--- What this task involves ---
Give back the data below exactly as it was given.

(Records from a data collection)

▼▼▼

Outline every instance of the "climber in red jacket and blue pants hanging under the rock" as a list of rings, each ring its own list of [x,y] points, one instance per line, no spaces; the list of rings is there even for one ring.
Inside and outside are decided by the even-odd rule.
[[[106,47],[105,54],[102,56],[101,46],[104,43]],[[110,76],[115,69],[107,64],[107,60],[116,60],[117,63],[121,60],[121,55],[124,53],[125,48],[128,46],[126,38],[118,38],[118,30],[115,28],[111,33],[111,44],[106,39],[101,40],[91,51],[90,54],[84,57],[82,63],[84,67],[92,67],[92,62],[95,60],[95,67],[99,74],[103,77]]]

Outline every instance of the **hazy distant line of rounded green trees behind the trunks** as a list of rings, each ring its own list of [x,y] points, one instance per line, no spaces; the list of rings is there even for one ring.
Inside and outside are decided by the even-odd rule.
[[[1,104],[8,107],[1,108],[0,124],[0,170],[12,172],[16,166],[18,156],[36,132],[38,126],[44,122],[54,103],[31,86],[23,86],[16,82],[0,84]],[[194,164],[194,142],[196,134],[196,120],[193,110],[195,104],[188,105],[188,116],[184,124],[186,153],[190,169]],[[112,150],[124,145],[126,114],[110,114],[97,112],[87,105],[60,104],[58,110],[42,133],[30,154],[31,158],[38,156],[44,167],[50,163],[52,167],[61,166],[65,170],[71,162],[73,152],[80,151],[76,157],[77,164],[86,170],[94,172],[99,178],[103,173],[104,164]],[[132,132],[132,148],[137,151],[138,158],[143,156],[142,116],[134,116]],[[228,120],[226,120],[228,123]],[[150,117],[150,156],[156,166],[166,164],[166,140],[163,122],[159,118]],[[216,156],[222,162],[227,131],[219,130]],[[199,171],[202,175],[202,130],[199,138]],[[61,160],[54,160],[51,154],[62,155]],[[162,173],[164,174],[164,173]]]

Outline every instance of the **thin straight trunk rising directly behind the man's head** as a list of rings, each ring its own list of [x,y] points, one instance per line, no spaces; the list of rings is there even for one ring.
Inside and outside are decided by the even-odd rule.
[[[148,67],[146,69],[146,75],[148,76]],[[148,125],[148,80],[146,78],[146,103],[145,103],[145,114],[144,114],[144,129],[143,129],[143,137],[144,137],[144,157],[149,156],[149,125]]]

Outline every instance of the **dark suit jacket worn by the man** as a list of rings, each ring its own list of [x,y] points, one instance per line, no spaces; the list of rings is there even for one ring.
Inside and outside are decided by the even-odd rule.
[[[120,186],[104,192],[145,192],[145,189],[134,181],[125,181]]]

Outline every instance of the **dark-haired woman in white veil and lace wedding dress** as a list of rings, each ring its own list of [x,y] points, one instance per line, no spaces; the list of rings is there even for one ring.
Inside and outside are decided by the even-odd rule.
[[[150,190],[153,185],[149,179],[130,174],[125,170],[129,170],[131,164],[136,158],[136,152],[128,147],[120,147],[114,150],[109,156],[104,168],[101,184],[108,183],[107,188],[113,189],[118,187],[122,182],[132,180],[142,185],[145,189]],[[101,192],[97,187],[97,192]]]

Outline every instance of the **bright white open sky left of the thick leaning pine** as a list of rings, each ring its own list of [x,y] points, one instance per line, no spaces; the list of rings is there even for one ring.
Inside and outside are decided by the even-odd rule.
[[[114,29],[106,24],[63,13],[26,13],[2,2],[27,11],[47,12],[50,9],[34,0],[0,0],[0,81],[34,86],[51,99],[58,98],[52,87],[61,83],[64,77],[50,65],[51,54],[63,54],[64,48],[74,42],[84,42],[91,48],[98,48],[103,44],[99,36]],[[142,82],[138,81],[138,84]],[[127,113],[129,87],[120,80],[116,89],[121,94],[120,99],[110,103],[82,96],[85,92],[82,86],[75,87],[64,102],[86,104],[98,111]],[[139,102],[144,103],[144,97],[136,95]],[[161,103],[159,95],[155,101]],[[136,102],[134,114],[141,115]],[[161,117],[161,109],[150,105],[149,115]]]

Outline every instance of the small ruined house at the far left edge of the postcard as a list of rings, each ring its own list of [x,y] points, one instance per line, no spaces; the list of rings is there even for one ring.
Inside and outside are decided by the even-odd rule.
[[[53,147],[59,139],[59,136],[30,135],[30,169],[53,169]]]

▲▲▲

--- Response for this exercise ---
Outline every instance of the "climber in red jacket and blue pants hanging under the rock" as a list of rings, each ring its own list of [x,y] points, one instance per line, no spaces; the list of rings is there even for one ring.
Inside and outside are decided by the even-odd rule.
[[[106,47],[105,54],[102,56],[101,46],[104,43]],[[110,76],[115,69],[107,64],[107,60],[116,60],[117,63],[121,60],[121,55],[124,53],[125,48],[128,46],[126,38],[118,38],[118,30],[115,28],[111,33],[111,44],[106,39],[101,40],[91,51],[90,54],[84,57],[82,63],[84,67],[92,67],[92,62],[95,60],[95,67],[99,74],[103,77]]]

Outline every instance of the **hazy distant line of rounded green trees behind the trunks** as a list of rings, each ring its own list of [x,y] points, one instance per line, no spaces; the list of rings is there even for one ring.
Inside and outside are decided by the even-odd rule.
[[[1,104],[8,107],[1,108],[0,124],[0,170],[12,172],[16,166],[18,156],[36,132],[38,126],[44,122],[54,103],[31,86],[23,86],[16,82],[0,84]],[[194,164],[194,142],[196,134],[196,120],[193,110],[195,104],[188,105],[188,116],[184,124],[186,153],[190,169]],[[112,150],[124,145],[126,114],[110,114],[97,112],[87,105],[60,104],[58,110],[42,133],[30,154],[31,158],[38,156],[44,167],[50,163],[52,167],[61,166],[65,170],[71,162],[73,152],[80,151],[76,157],[77,164],[86,170],[94,172],[99,178],[103,173],[104,164]],[[132,132],[132,148],[137,151],[138,158],[143,156],[142,116],[134,116]],[[228,120],[226,120],[228,123]],[[150,117],[150,156],[156,166],[166,164],[166,140],[163,122],[159,118]],[[216,156],[222,162],[227,131],[219,130]],[[199,171],[202,175],[202,130],[199,138]],[[61,160],[54,160],[51,154],[62,155]],[[162,173],[164,174],[164,173]]]

Outline every instance of the **thin straight trunk rising directly behind the man's head** as a list of rings, each ring its own list of [x,y] points, one instance per line, no spaces; the list of rings is there even for one ring.
Inside and outside are decided by the even-odd rule.
[[[148,67],[146,69],[146,75],[148,76]],[[148,125],[148,80],[146,78],[146,103],[145,103],[145,114],[144,114],[144,129],[143,129],[143,137],[144,137],[144,157],[149,156],[149,125]]]

Outline every instance of the **dark suit jacket worn by the man** as a list of rings, each ring its own list of [x,y] points, one instance per line, no spaces; the list of rings is there even for one ring.
Inside and outside are decided by the even-odd rule.
[[[120,186],[104,192],[145,192],[145,189],[134,181],[125,181]]]

Outline every instance of the **dark-haired woman in white veil and lace wedding dress** as a list of rings, each ring its own list of [x,y] points, one instance per line, no spaces; the list of rings is there even for one ring.
Inside and outside are decided by the even-odd rule.
[[[150,190],[153,185],[149,179],[130,174],[125,170],[129,170],[131,164],[136,158],[136,152],[128,147],[120,147],[114,150],[109,156],[104,168],[101,184],[108,183],[107,188],[113,189],[118,187],[122,182],[132,180],[142,185],[145,189]],[[101,192],[97,187],[97,192]]]

Outline every instance of the **bright white open sky left of the thick leaning pine** as a list of rings, each ring its own list of [x,y] points, one instance per line, no spaces; the list of rings is there even for one ring.
Inside and outside are decided by the even-odd rule.
[[[114,29],[106,24],[63,13],[26,13],[2,2],[27,11],[47,12],[50,9],[34,0],[0,0],[0,81],[34,86],[51,99],[58,98],[52,87],[61,83],[64,77],[50,65],[51,54],[63,54],[64,48],[74,42],[84,42],[91,48],[98,48],[103,44],[99,36]],[[142,82],[138,81],[138,84]],[[127,113],[129,87],[120,80],[116,89],[121,94],[120,99],[110,103],[82,96],[85,92],[82,86],[75,87],[64,102],[86,104],[98,111]],[[139,102],[144,103],[144,97],[136,95]],[[161,103],[159,95],[155,101]],[[136,102],[134,114],[141,115]],[[161,117],[161,109],[150,105],[149,115]]]

Outline every instance of the small ruined house at the far left edge of the postcard as a list of rings, each ring its own list of [x,y] points, one instance per line, no spaces; the list of rings is there even for one ring.
Inside and outside are decided by the even-odd rule.
[[[53,147],[59,139],[59,136],[30,135],[30,169],[53,169]]]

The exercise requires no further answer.